Exercise requirements
Render the lines below as a JSON list of strings, with one string per line and no strings for blank lines. Leave the pictures out.

Source records
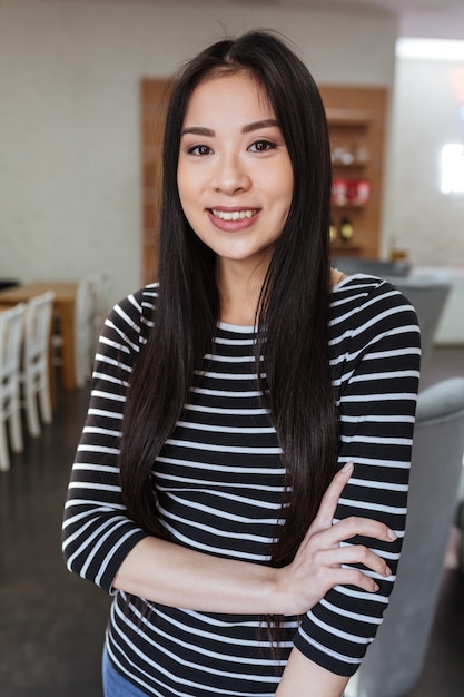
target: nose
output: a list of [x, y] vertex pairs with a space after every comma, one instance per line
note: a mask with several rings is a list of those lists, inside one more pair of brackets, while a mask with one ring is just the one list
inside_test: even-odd
[[228, 196], [247, 190], [251, 185], [245, 164], [237, 154], [224, 154], [216, 163], [213, 188]]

Answer to the problem
[
  "target: nose",
  "output: a list of [x, y] vertex pairs with a space after every comma, one instance per line",
  "note: a mask with several rings is a list of those lists, inside one more pair of brackets, while a mask with one ring is just the one list",
  "inside_test: even-odd",
  "[[228, 196], [247, 190], [251, 185], [245, 164], [237, 154], [224, 154], [216, 163], [213, 188]]"
]